• [Activity]: Lines that include "instance" make up the answer; copy all of them from the data below.

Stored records
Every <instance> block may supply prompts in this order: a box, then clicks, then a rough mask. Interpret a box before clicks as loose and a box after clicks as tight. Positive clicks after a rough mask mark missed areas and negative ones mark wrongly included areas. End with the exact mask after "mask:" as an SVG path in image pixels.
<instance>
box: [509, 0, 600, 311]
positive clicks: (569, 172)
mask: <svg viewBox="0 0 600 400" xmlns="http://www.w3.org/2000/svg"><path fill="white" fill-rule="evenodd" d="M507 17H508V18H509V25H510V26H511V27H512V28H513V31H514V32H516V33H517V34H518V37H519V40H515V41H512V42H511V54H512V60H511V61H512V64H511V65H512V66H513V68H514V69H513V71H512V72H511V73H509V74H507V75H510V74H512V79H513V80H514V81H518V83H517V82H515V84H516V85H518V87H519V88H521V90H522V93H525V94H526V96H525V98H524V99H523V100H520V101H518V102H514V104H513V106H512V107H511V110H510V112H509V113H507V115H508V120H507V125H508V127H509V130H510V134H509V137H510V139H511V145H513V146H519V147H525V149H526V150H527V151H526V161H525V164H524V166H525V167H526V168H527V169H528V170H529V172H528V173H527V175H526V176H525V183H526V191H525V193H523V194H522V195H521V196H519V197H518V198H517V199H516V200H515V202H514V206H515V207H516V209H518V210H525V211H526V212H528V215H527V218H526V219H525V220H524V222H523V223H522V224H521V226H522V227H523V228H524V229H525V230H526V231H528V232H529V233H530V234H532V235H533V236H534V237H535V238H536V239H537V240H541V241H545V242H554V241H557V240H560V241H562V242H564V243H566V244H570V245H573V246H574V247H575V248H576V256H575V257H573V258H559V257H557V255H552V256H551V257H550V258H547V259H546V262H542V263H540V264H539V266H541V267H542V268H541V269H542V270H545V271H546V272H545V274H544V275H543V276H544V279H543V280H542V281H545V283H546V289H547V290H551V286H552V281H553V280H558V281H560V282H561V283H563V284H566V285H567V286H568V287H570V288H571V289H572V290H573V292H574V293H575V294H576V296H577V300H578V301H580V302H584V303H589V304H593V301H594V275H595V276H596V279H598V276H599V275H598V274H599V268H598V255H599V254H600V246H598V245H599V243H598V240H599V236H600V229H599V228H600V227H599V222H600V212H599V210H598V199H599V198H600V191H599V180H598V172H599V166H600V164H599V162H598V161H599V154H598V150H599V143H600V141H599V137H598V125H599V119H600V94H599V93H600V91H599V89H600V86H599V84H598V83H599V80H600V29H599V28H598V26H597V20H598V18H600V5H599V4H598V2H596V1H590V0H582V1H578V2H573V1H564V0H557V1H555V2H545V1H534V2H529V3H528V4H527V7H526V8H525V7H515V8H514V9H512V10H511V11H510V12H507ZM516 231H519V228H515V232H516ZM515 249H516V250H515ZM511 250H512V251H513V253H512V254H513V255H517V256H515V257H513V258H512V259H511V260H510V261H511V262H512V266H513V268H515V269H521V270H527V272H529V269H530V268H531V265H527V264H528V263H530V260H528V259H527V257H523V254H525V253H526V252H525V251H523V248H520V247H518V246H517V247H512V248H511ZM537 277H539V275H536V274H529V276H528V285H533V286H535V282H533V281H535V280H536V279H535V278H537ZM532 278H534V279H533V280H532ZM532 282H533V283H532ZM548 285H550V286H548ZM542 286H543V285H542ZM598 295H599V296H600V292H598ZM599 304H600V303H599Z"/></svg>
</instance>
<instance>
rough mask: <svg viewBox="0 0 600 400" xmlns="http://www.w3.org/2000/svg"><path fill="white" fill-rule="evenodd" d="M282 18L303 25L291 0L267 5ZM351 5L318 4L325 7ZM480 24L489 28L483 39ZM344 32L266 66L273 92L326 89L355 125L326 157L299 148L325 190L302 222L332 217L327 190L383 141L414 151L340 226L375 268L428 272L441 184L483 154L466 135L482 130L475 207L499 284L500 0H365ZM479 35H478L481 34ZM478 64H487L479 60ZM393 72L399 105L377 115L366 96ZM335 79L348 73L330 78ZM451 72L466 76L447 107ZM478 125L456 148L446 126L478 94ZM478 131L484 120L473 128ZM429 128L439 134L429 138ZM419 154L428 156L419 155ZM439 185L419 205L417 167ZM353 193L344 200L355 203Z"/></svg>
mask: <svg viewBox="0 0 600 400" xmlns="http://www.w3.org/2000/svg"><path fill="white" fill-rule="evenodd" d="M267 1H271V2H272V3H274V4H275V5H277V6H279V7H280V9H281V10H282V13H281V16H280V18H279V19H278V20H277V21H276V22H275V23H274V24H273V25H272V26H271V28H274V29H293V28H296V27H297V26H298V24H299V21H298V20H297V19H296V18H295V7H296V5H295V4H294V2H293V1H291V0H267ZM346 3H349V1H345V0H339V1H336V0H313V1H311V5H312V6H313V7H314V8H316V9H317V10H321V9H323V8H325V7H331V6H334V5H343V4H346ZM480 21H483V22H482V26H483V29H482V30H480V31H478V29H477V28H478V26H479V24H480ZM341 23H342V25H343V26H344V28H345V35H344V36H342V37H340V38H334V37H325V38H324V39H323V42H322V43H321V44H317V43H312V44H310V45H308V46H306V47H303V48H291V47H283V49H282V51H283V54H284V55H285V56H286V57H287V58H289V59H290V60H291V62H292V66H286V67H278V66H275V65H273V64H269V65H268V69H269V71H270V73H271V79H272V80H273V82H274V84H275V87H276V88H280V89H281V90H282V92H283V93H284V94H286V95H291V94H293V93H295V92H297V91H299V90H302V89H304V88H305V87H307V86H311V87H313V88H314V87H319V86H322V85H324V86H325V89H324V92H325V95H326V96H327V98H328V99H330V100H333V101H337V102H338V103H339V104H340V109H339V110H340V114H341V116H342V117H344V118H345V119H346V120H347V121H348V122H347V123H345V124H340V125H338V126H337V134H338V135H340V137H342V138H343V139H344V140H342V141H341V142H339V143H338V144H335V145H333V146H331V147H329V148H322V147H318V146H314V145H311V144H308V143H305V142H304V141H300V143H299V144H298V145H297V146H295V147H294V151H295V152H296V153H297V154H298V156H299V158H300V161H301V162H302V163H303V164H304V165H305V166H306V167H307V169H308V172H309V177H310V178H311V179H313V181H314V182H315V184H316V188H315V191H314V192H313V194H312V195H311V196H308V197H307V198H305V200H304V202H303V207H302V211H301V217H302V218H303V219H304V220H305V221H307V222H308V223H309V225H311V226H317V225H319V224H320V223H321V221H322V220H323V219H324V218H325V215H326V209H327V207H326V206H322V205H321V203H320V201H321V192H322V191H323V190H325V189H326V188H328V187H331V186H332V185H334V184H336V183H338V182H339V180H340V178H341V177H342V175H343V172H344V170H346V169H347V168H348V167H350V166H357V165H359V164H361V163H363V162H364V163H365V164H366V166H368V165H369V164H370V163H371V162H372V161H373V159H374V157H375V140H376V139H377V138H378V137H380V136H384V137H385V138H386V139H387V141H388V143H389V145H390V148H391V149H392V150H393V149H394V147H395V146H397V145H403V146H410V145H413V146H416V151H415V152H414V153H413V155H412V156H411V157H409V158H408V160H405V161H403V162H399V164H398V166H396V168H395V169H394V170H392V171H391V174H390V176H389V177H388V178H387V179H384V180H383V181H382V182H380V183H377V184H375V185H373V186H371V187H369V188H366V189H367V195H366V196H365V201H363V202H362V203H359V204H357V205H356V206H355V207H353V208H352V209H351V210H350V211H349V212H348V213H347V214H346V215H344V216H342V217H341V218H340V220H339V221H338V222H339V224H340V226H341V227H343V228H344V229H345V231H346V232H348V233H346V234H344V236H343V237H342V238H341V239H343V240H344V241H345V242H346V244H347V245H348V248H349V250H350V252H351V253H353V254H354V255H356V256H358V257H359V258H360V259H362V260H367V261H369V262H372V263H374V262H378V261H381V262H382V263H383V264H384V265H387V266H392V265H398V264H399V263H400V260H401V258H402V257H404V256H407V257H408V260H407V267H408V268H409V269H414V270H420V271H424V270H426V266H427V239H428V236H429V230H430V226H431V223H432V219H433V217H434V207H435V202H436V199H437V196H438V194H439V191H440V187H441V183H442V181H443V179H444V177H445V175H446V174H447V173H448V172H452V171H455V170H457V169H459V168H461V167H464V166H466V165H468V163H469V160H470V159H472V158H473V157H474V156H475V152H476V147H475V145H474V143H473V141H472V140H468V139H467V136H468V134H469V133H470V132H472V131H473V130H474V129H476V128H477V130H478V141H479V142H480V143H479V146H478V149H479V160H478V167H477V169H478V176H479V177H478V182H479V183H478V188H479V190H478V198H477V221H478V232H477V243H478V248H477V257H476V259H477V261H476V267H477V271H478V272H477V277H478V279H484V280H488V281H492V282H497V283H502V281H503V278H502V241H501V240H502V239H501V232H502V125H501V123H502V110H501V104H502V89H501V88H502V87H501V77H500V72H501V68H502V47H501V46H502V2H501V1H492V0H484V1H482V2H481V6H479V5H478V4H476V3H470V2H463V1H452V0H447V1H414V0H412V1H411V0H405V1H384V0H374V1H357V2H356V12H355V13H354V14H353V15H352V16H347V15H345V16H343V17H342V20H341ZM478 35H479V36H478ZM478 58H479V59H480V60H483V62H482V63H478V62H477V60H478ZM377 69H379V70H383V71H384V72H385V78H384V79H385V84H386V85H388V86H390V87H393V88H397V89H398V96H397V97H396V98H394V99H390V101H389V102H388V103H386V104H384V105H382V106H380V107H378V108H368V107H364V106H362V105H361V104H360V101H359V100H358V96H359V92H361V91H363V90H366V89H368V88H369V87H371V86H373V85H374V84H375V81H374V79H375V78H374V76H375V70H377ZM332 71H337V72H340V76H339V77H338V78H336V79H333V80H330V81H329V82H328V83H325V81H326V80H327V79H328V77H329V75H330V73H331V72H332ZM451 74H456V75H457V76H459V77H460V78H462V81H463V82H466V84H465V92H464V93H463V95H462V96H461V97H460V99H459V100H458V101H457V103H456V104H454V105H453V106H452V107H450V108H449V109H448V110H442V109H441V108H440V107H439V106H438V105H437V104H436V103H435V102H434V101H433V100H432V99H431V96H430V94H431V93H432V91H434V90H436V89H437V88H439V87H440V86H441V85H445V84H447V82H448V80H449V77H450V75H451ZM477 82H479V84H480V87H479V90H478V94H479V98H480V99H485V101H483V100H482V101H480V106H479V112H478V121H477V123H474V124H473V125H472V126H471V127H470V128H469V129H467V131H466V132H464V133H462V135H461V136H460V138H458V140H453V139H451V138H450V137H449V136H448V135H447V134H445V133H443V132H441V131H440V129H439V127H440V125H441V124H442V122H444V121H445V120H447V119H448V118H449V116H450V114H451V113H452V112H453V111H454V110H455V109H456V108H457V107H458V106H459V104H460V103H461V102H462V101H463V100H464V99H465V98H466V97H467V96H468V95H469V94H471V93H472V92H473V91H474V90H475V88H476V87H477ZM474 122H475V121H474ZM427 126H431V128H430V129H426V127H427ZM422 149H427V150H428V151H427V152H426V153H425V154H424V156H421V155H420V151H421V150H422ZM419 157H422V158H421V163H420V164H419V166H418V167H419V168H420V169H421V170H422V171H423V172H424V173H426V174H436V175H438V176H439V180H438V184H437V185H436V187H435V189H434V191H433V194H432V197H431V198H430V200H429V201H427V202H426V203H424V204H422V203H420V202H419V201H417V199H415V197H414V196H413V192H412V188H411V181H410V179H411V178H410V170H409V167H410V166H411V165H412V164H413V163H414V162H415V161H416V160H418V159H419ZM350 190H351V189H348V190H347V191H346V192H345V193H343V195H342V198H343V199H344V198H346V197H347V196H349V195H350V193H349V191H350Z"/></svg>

• [Written answer]:
Every <instance> block may supply prompts in this order: a box, then clicks, then a rough mask. Interpret a box before clicks as loose and a box after clicks as tight. Positive clicks after a rough mask mark missed areas and negative ones mark wrongly included areas. End with the exact mask after "mask:" as an SVG path in image pixels.
<instance>
</instance>
<instance>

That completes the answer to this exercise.